- [What you will do]: The listing below should be copied in full, word for word.

Point labeling examples:
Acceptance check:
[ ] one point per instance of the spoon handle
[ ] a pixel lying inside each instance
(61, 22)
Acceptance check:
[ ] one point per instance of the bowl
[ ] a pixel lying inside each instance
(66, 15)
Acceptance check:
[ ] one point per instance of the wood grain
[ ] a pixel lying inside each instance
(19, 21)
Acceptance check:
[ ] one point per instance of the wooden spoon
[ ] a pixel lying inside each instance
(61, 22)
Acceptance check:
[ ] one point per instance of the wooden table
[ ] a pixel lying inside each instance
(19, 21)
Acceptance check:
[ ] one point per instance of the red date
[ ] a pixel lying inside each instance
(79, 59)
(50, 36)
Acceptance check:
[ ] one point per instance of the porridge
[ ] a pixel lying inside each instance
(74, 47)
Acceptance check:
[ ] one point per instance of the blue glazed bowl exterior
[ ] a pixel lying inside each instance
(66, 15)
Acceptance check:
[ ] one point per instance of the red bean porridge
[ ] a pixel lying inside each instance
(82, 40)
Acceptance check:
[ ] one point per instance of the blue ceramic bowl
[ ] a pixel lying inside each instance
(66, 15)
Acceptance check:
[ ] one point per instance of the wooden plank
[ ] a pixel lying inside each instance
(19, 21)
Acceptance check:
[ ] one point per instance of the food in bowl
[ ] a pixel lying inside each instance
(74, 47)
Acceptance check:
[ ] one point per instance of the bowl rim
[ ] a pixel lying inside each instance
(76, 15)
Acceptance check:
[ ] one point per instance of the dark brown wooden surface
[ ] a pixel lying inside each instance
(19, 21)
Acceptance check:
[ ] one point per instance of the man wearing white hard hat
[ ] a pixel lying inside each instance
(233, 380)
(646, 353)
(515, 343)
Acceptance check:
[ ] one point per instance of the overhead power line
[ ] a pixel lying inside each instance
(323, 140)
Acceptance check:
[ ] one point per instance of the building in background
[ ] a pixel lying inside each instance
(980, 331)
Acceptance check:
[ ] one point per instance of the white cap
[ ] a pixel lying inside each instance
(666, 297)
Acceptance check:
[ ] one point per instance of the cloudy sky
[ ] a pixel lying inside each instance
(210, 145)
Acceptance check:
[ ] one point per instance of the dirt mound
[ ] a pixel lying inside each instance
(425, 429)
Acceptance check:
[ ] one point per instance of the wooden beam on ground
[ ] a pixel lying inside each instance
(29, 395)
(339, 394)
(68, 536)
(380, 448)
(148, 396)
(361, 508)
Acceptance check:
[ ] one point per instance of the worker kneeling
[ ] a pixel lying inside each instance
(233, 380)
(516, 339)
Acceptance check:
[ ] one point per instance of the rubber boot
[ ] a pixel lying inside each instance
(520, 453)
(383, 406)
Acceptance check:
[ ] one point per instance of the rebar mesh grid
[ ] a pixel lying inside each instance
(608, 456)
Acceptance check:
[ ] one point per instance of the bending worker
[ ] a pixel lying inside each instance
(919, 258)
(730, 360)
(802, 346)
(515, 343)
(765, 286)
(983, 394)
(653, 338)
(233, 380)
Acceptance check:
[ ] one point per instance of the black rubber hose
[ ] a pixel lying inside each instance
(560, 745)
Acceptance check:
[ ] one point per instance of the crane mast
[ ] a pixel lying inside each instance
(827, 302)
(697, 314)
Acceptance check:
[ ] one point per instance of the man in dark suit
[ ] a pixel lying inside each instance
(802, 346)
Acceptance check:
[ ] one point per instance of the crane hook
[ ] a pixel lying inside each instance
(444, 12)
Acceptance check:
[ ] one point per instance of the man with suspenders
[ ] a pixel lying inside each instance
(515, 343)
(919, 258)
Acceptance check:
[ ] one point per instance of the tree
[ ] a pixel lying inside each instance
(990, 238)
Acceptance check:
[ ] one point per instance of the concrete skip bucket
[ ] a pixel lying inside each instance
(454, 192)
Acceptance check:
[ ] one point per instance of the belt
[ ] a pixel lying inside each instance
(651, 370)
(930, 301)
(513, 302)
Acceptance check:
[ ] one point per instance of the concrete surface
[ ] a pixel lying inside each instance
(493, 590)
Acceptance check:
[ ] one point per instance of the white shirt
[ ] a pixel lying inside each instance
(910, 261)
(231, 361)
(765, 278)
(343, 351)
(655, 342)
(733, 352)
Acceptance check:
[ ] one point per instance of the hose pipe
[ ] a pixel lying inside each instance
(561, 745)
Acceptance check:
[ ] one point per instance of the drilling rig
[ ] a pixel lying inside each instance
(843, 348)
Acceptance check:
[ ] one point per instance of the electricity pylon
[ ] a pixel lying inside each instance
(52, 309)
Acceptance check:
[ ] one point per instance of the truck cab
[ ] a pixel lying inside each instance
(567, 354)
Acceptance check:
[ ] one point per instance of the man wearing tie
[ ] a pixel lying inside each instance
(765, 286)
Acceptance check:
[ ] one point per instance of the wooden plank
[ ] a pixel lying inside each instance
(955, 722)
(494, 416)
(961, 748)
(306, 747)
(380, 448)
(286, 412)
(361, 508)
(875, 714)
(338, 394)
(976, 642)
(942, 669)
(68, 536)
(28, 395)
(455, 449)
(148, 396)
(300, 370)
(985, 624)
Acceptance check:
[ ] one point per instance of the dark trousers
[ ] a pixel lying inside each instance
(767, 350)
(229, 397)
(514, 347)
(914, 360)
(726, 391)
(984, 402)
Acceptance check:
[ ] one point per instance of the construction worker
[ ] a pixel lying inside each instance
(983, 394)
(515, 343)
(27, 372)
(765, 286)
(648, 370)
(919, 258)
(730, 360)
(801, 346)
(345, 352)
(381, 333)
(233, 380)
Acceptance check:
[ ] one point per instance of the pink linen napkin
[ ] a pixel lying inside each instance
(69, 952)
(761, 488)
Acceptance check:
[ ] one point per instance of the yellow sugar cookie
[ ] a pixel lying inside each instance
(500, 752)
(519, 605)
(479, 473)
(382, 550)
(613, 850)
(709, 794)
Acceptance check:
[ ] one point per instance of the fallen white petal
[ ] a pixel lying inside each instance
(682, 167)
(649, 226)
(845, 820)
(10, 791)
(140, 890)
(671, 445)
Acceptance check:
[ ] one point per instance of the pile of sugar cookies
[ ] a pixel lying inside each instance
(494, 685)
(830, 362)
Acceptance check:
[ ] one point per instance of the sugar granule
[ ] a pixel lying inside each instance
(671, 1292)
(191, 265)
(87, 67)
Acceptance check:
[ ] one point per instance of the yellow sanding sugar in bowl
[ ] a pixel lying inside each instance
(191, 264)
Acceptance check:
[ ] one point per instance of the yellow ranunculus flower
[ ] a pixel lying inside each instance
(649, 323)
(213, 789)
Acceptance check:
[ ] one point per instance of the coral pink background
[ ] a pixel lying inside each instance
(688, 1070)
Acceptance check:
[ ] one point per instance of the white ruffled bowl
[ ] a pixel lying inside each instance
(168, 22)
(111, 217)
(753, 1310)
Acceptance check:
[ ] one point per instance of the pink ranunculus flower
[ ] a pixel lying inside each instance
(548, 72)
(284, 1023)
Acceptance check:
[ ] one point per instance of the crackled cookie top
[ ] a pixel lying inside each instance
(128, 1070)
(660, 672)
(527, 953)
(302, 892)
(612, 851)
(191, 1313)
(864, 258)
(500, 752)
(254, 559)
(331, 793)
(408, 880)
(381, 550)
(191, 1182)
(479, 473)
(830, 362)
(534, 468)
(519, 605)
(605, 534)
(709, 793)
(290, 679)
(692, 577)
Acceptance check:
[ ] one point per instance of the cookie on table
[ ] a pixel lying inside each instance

- [Answer to this problem]:
Acceptance check:
[ ] one point per instance of the spoon handle
[ ] a pixel lying inside each instance
(61, 22)
Acceptance check:
[ ] one point per instance of the bowl
[ ] a pixel lying inside each instance
(66, 15)
Acceptance check:
[ ] one point per instance of the wood grain
[ ] a pixel lying inside each instance
(19, 21)
Acceptance check:
[ ] one point per instance of the wooden spoon
[ ] a pixel lying inside each instance
(61, 22)
Acceptance check:
[ ] one point per instance of the wooden table
[ ] a pixel lying inside each instance
(19, 21)
Acceptance check:
[ ] one point per instance of the red date
[ ] a pixel lying inside each instance
(79, 59)
(50, 36)
Acceptance check:
[ ] one point per instance of the porridge
[ ] a pixel lying inside each instance
(74, 47)
Acceptance check:
[ ] one point per instance of the blue glazed bowl exterior
[ ] a pixel lying inside each instance
(66, 15)
Acceptance check:
[ ] one point per instance of the red bean porridge
[ ] a pixel lying inside each instance
(82, 40)
Acceptance check:
[ ] one point per instance of the blue ceramic bowl
[ ] a pixel lying inside each instance
(66, 15)
Acceptance check:
[ ] one point per instance of the wooden plank
[ ] a pixel lying inside each instance
(19, 21)
Acceptance check:
[ ] one point per instance of the food in bowl
[ ] a pixel lying inside each instance
(74, 47)
Acceptance check:
[ ] one point per instance of the bowl rim
[ ] a pixel lying inside each instance
(76, 15)
Acceptance check:
[ ] one point per instance of the dark brown wooden surface
[ ] a pixel lying inside each instance
(19, 21)
Acceptance check:
[ ] one point per instance of the man wearing white hard hat
[ ] a pixel lying inside each instance
(233, 380)
(646, 353)
(515, 343)
Acceptance check:
[ ] one point per instance of the overhead power line
[ ] a pixel lying inside each instance
(323, 140)
Acceptance check:
[ ] one point per instance of the building in background
[ ] a pixel lying inside each instance
(980, 331)
Acceptance check:
[ ] one point per instance of the white cap
[ ] a pixel lying inside each instance
(666, 297)
Acceptance check:
[ ] one point per instance of the cloudy sky
[ ] a pixel lying inside each instance
(210, 145)
Acceptance check:
[ ] one point per instance of the dirt mound
[ ] a pixel lying inside each instance
(425, 429)
Acceptance check:
[ ] one point per instance of the wooden beam on ground
[ ] a pixel lying inside each instance
(29, 395)
(339, 394)
(68, 536)
(380, 448)
(148, 396)
(361, 508)
Acceptance check:
[ ] one point per instance of the worker kneeling
[ ] a pixel lying inside each instance
(233, 380)
(516, 339)
Acceptance check:
[ ] one point per instance of the rubber boot
[ ] a pixel lying inside each instance
(520, 453)
(383, 406)
Acceptance check:
[ ] one point per instance of the rebar mesh grid
[ ] a pixel lying inside each instance
(608, 456)
Acceptance check:
[ ] one point per instance of the bending worker
[ ] a pixel lying inside each instance
(919, 258)
(730, 360)
(802, 346)
(515, 343)
(765, 286)
(983, 394)
(653, 338)
(233, 380)
Acceptance check:
[ ] one point per instance of the black rubber hose
[ ] a pixel lying inside each instance
(560, 745)
Acceptance check:
[ ] one point per instance of the crane mast
[ ] a pixel lying inside each instance
(827, 302)
(697, 314)
Acceptance check:
[ ] one point per instance of the man in dark suit
[ ] a pixel lying inside each instance
(802, 346)
Acceptance check:
[ ] one point per instance of the crane hook
[ ] a pixel lying inside each instance
(444, 12)
Acceptance check:
[ ] one point per instance of the man with suspenders
[ ] a pixel lying inside each instance
(515, 343)
(919, 258)
Acceptance check:
[ ] one point per instance of the tree
[ ] a pixel lying inside each instance
(990, 238)
Acceptance check:
[ ] one point per instance of the concrete skip bucket
[ ] a pixel lying inside each instance
(454, 192)
Acceptance check:
[ ] one point per instance of the belt
[ ] a pixel lying inside each instance
(651, 370)
(930, 301)
(513, 302)
Acceptance check:
[ ] one point per instance of the concrete surface
[ ] a pixel lying inside each instance
(493, 590)
Acceptance check:
[ ] one point per instance of the white shirt
[ ] a pixel lying inside each instance
(910, 261)
(231, 361)
(765, 278)
(343, 351)
(655, 342)
(733, 352)
Acceptance check:
[ ] one point per instance of the hose pipe
[ ] a pixel lying inside each instance
(561, 745)
Acceptance check:
[ ] one point per instance of the drilling rig
[ ] a pixel lying inside each instance
(843, 348)
Acceptance check:
[ ] one point per instance of the electricity pylon
[ ] a pixel lying inside each instance
(52, 309)
Acceptance check:
[ ] one point per instance of the truck cab
[ ] a pixel lying inside each instance
(567, 354)
Acceptance check:
[ ] one point per instance of the man wearing tie
[ ] a pixel lying inside each instance
(765, 286)
Acceptance check:
[ ] one point per instance of the wooden plank
[ ] a pixel lying inside each instance
(955, 722)
(494, 416)
(961, 748)
(306, 747)
(380, 448)
(286, 412)
(361, 508)
(875, 714)
(338, 394)
(976, 642)
(942, 669)
(68, 536)
(28, 395)
(455, 449)
(148, 396)
(300, 370)
(985, 624)
Acceptance check:
[ ] one point per instance of the dark trousers
[ ] a pixel lying inside each instance
(767, 350)
(229, 397)
(514, 347)
(914, 360)
(726, 391)
(984, 402)
Acceptance check:
[ ] one point per instance of the construction worker
[ ] a pixel lying inside each instance
(983, 394)
(515, 343)
(27, 372)
(765, 286)
(648, 370)
(919, 258)
(730, 360)
(801, 346)
(345, 352)
(381, 333)
(233, 380)
Acceptance check:
[ ] one point per instance of the pink linen napkin
[ ] a pixel lying inside each instance
(69, 952)
(761, 488)
Acceptance check:
[ ] one point per instance of the yellow sugar cookie
[ ] a pixel lying inside each instance
(500, 752)
(519, 605)
(479, 473)
(382, 550)
(613, 850)
(709, 794)
Acceptance check:
[ ] one point per instance of the fallen white petal
[ ] a pixel lying inside each instance
(682, 167)
(649, 226)
(845, 820)
(10, 791)
(140, 890)
(671, 445)
Acceptance check:
[ ] one point per instance of the pile of sugar cookies
[ ] a pixel lying inside each instance
(494, 685)
(830, 362)
Acceptance check:
[ ] one point per instance of the sugar granule
[ ] a pixel lying inside each instance
(671, 1292)
(191, 265)
(87, 67)
Acceptance check:
[ ] one point per instance of the yellow sanding sugar in bowl
[ ] a pixel lying inside each instance
(191, 264)
Acceptance check:
[ ] one point per instance of the yellow ranunculus flower
[ ] a pixel lying inside each instance
(649, 323)
(213, 789)
Acceptance check:
[ ] one point per instance of the coral pink background
[ ] a pixel lying inside each instance
(688, 1070)
Acceptance check:
[ ] one point per instance of the white ruffled bowl
[ ] a pixel lying inside each instance
(168, 22)
(111, 217)
(753, 1310)
Acceptance check:
[ ] one point per instance of the pink ranunculus flower
[ ] a pixel lying inside each instance
(548, 72)
(284, 1023)
Acceptance check:
[ ] one point per instance of the crackled cookie top
[ ] a pixel lying inside each instance
(128, 1070)
(660, 672)
(527, 953)
(302, 892)
(612, 851)
(191, 1313)
(864, 258)
(500, 752)
(254, 559)
(331, 793)
(408, 880)
(381, 550)
(191, 1182)
(479, 473)
(830, 362)
(534, 468)
(519, 605)
(605, 534)
(709, 793)
(290, 679)
(692, 577)
Acceptance check:
[ ] one point per instance of the cookie on table
[ ] a pixel lying inside each instance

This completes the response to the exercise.